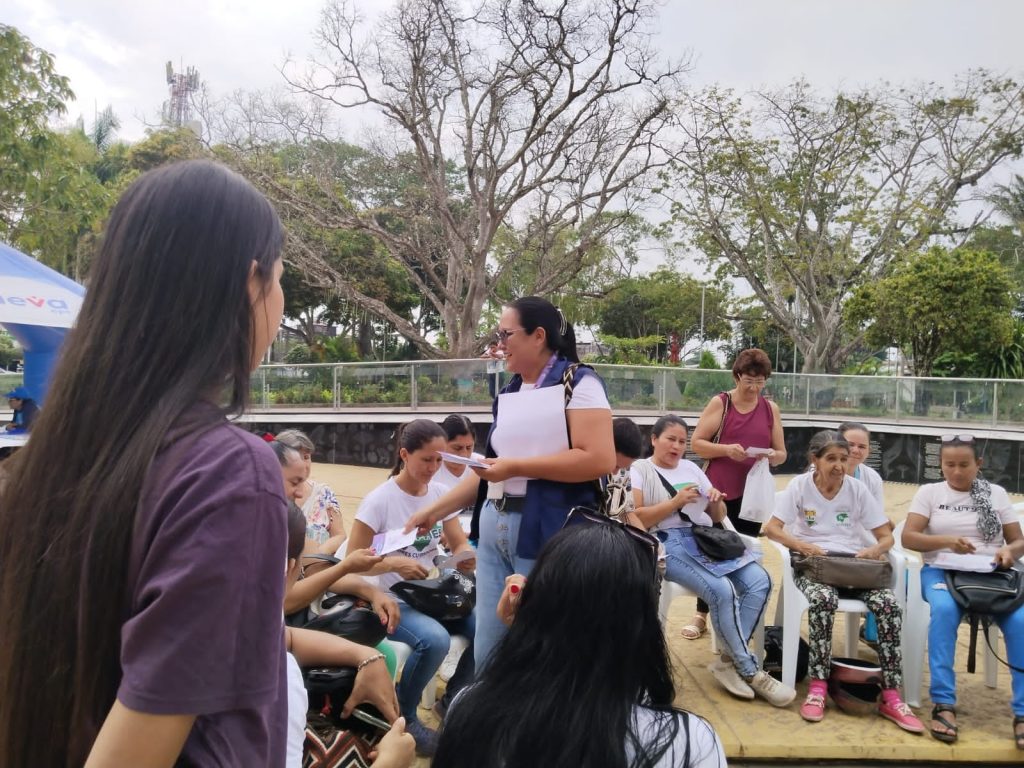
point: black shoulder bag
(983, 596)
(718, 544)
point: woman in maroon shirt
(741, 418)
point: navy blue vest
(548, 502)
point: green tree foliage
(938, 301)
(809, 197)
(664, 302)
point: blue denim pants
(496, 559)
(735, 601)
(429, 640)
(942, 629)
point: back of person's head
(167, 321)
(457, 425)
(296, 438)
(413, 436)
(627, 436)
(537, 312)
(586, 647)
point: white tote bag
(759, 494)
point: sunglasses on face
(584, 516)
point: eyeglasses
(582, 515)
(503, 335)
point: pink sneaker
(902, 715)
(813, 709)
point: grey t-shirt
(204, 634)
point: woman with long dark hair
(546, 451)
(144, 536)
(583, 676)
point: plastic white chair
(402, 652)
(671, 591)
(793, 604)
(915, 619)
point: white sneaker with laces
(771, 690)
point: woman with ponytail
(544, 454)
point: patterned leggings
(823, 601)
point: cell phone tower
(177, 111)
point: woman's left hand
(374, 686)
(871, 553)
(1004, 557)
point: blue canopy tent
(37, 307)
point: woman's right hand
(961, 546)
(409, 568)
(396, 750)
(736, 452)
(686, 496)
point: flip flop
(942, 735)
(695, 629)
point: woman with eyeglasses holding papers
(583, 676)
(732, 422)
(963, 515)
(545, 455)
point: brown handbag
(843, 569)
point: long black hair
(585, 649)
(167, 322)
(537, 312)
(413, 436)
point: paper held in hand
(391, 541)
(456, 459)
(974, 563)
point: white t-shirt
(448, 479)
(835, 524)
(643, 475)
(706, 748)
(388, 507)
(954, 513)
(298, 704)
(589, 393)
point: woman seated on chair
(583, 676)
(737, 599)
(827, 511)
(964, 514)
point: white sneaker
(771, 690)
(726, 674)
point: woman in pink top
(745, 419)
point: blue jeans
(429, 640)
(735, 601)
(942, 628)
(496, 559)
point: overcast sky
(115, 50)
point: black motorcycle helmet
(451, 596)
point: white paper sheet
(456, 459)
(391, 541)
(953, 561)
(530, 423)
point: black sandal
(951, 737)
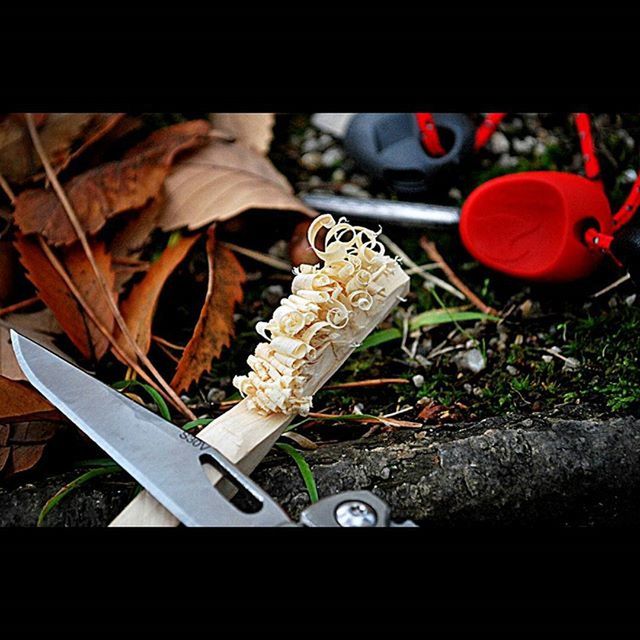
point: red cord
(591, 164)
(429, 132)
(487, 129)
(597, 240)
(629, 208)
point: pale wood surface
(245, 437)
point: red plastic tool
(548, 226)
(531, 225)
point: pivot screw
(355, 513)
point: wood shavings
(324, 302)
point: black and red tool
(413, 152)
(547, 226)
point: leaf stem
(73, 219)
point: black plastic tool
(389, 147)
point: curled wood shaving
(324, 302)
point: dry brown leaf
(300, 251)
(255, 130)
(222, 180)
(139, 307)
(127, 243)
(41, 326)
(22, 445)
(64, 137)
(8, 269)
(20, 402)
(109, 189)
(53, 291)
(215, 326)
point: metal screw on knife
(391, 212)
(356, 513)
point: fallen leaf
(222, 180)
(20, 402)
(127, 243)
(215, 326)
(8, 269)
(58, 297)
(164, 144)
(24, 457)
(23, 445)
(41, 326)
(255, 130)
(300, 251)
(139, 308)
(64, 137)
(431, 411)
(109, 189)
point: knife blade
(413, 215)
(335, 124)
(167, 461)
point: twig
(265, 258)
(377, 382)
(73, 219)
(429, 277)
(18, 306)
(434, 254)
(92, 316)
(166, 343)
(7, 189)
(366, 419)
(611, 286)
(168, 353)
(227, 404)
(131, 262)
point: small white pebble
(571, 364)
(506, 161)
(525, 145)
(311, 160)
(324, 142)
(215, 395)
(350, 189)
(338, 175)
(332, 157)
(311, 144)
(499, 143)
(471, 360)
(418, 380)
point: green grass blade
(159, 400)
(94, 462)
(431, 317)
(379, 337)
(163, 409)
(74, 484)
(303, 466)
(442, 316)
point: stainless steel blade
(164, 459)
(335, 124)
(404, 214)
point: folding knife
(171, 463)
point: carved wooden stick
(245, 437)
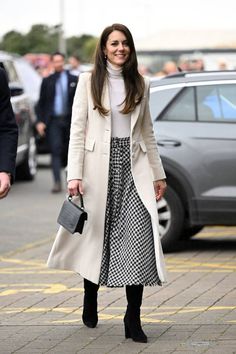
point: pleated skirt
(128, 252)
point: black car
(24, 83)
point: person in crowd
(168, 68)
(75, 65)
(114, 163)
(54, 114)
(183, 64)
(8, 137)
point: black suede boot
(90, 315)
(133, 329)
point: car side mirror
(16, 90)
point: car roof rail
(198, 73)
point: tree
(44, 39)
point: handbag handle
(81, 200)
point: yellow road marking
(45, 288)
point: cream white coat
(88, 159)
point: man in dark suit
(54, 114)
(8, 137)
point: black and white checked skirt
(128, 252)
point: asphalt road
(41, 308)
(30, 211)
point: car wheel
(171, 219)
(191, 231)
(27, 170)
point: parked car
(194, 117)
(24, 83)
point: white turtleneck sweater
(120, 123)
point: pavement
(195, 312)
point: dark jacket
(45, 104)
(8, 129)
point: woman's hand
(75, 187)
(159, 187)
(5, 184)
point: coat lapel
(134, 116)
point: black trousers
(58, 134)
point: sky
(143, 17)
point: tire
(27, 169)
(191, 231)
(171, 219)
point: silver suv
(194, 117)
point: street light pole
(62, 41)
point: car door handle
(168, 143)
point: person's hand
(5, 184)
(159, 187)
(75, 187)
(41, 127)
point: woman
(113, 161)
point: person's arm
(8, 133)
(77, 137)
(157, 169)
(40, 109)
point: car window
(29, 77)
(182, 108)
(160, 99)
(216, 103)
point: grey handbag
(72, 217)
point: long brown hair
(134, 82)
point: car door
(196, 134)
(21, 108)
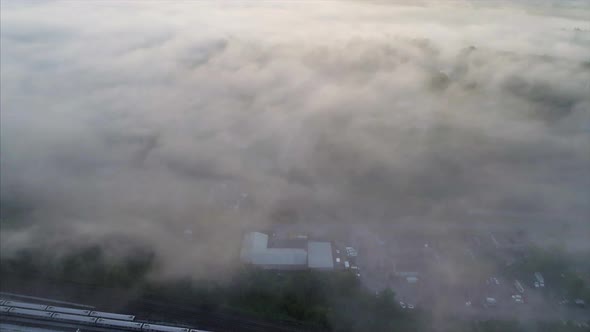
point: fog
(142, 120)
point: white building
(255, 250)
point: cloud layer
(148, 119)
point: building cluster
(302, 253)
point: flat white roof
(255, 251)
(320, 255)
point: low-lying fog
(143, 120)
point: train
(86, 317)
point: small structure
(289, 254)
(518, 286)
(255, 251)
(319, 255)
(539, 279)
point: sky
(144, 119)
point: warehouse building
(319, 255)
(256, 251)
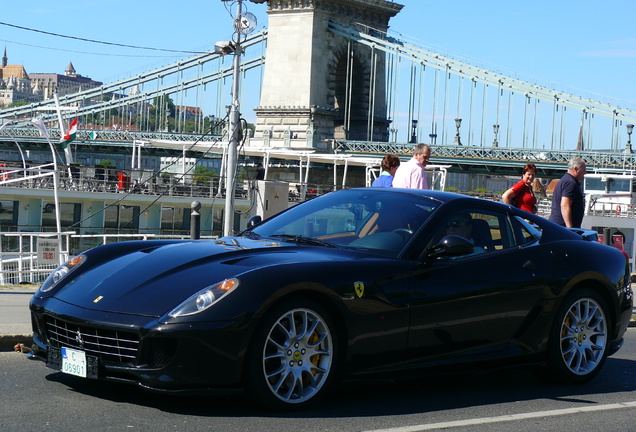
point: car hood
(154, 280)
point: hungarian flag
(70, 134)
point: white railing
(20, 261)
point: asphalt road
(33, 397)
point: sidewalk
(15, 318)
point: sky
(581, 47)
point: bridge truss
(476, 119)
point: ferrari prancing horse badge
(359, 287)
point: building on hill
(16, 85)
(70, 82)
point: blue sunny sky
(582, 47)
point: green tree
(203, 175)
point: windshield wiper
(303, 240)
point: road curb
(7, 342)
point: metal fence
(22, 262)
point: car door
(474, 303)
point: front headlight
(204, 298)
(61, 272)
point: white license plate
(74, 362)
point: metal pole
(67, 151)
(195, 220)
(228, 220)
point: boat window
(608, 184)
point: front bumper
(189, 358)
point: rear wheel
(293, 356)
(579, 338)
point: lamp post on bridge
(495, 143)
(628, 146)
(458, 123)
(413, 131)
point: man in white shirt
(411, 174)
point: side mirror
(451, 246)
(254, 220)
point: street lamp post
(495, 143)
(458, 123)
(413, 131)
(628, 146)
(233, 132)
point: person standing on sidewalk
(411, 174)
(568, 202)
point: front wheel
(579, 338)
(293, 357)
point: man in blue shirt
(568, 202)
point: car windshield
(379, 221)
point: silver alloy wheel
(297, 356)
(583, 336)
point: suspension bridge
(477, 120)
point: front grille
(111, 346)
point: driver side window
(487, 231)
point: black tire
(579, 338)
(293, 356)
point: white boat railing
(29, 257)
(21, 261)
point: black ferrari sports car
(350, 284)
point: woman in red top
(521, 194)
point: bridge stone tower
(318, 85)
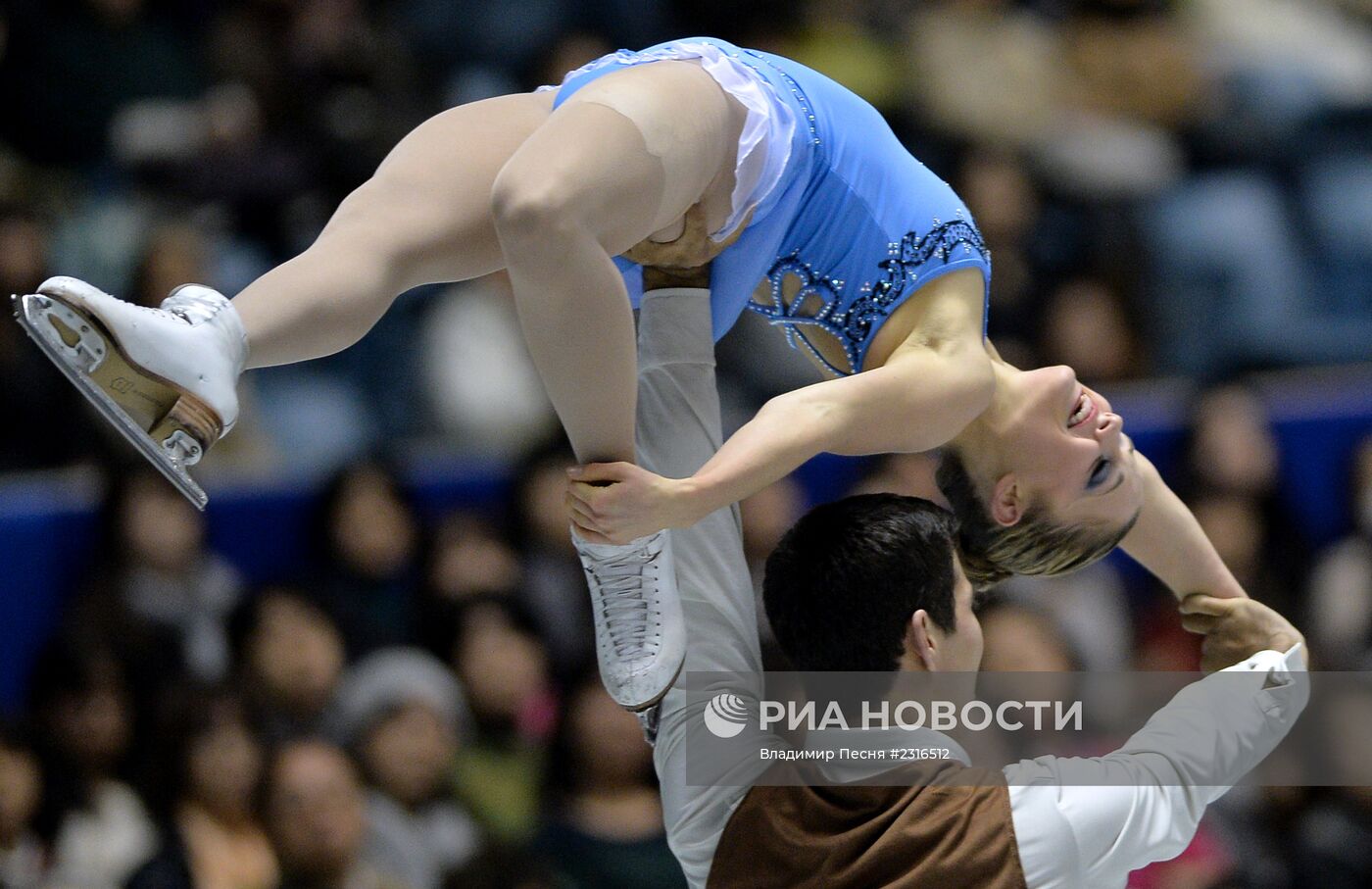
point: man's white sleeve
(1090, 820)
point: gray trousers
(679, 429)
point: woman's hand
(1235, 628)
(617, 502)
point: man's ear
(1005, 504)
(921, 642)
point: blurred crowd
(1168, 189)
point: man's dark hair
(843, 583)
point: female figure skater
(807, 209)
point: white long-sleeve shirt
(1090, 820)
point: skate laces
(624, 580)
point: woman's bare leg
(623, 158)
(422, 217)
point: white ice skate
(640, 630)
(165, 377)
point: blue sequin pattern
(855, 322)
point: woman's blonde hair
(1035, 545)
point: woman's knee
(530, 203)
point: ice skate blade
(29, 313)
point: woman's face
(1060, 445)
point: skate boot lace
(624, 583)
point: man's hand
(1235, 628)
(617, 502)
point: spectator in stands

+++

◆ WORK TASK
After locating the line that contains "point: black tire", output it and all later lines through the end of the material exactly, leaving out pictures.

◆ WRITTEN SOLUTION
point: black tire
(579, 338)
(293, 356)
point: white boat railing
(29, 257)
(21, 261)
point: black ferrari sports car
(350, 284)
point: woman in red top
(521, 194)
point: bridge stone tower
(318, 85)
point: man's white sleeve
(1090, 820)
point: gray trousers
(679, 429)
point: woman's hand
(1235, 628)
(617, 502)
point: man's ear
(1005, 504)
(921, 642)
point: blurred crowd
(1168, 189)
point: man's dark hair
(843, 583)
point: female figure skater
(807, 209)
point: white long-sleeve shirt
(1090, 820)
point: skate laces
(624, 580)
point: woman's bare leg
(623, 158)
(422, 217)
point: white ice skate
(640, 630)
(165, 377)
point: blue sequin pattern
(855, 322)
point: woman's blonde hair
(1035, 545)
point: woman's knee
(530, 203)
point: ice skate blade
(29, 313)
point: woman's face
(1060, 445)
point: skate boot lace
(624, 583)
point: man's hand
(1235, 628)
(617, 502)
point: spectator in stands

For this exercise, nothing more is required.